→ What the task requires
Copy out each line of the data below in which the string "label" appears.

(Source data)
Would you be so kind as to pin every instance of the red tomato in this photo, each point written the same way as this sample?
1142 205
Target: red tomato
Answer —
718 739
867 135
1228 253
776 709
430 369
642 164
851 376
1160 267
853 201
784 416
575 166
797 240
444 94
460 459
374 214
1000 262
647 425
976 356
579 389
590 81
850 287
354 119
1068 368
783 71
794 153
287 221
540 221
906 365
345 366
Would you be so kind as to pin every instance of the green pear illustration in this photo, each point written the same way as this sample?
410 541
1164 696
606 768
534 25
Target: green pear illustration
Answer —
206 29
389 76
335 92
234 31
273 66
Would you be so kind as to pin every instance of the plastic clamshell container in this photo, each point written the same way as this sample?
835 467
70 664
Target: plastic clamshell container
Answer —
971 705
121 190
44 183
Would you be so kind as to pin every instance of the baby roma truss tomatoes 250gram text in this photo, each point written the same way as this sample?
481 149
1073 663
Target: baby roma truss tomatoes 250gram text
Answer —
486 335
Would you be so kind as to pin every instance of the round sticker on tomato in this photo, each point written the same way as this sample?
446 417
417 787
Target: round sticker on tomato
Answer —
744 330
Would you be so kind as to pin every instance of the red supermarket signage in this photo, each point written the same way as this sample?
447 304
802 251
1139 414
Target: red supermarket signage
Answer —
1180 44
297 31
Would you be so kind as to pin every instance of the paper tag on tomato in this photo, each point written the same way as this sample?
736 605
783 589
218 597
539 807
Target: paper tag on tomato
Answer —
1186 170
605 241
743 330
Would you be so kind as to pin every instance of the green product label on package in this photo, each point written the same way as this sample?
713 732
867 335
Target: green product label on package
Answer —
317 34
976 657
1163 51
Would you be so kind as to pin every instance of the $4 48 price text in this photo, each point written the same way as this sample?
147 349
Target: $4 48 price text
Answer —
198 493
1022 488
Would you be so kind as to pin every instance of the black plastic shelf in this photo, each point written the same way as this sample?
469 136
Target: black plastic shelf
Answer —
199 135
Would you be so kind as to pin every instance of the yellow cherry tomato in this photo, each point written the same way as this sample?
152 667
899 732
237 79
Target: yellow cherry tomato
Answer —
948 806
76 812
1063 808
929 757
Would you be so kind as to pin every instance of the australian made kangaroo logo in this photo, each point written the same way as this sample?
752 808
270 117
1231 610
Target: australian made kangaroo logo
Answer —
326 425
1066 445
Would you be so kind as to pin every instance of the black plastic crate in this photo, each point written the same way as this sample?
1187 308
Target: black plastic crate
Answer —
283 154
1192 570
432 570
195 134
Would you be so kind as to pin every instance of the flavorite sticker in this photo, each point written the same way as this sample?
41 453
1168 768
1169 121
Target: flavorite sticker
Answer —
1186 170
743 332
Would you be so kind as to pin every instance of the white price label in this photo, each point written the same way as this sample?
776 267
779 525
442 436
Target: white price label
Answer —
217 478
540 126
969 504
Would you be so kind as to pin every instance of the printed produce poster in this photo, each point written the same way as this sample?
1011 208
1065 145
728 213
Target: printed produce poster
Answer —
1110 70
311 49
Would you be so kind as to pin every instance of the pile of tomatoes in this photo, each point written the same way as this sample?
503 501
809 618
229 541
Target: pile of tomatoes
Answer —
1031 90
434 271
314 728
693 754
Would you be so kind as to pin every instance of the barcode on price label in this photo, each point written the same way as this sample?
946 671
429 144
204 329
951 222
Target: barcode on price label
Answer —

→ Final answer
Would you be so kind as to pin every instance of the green product label on package in this photo, each point written the same way as this sample?
Target: green product label on package
Would you be so kind as to pin every instance of the white price label in this photo, each point written the same way as this sample?
Target: white price label
Would you be so kind as to pin every instance of the barcode on price label in this photo, each point written the same way as this sample?
Target: barcode on price label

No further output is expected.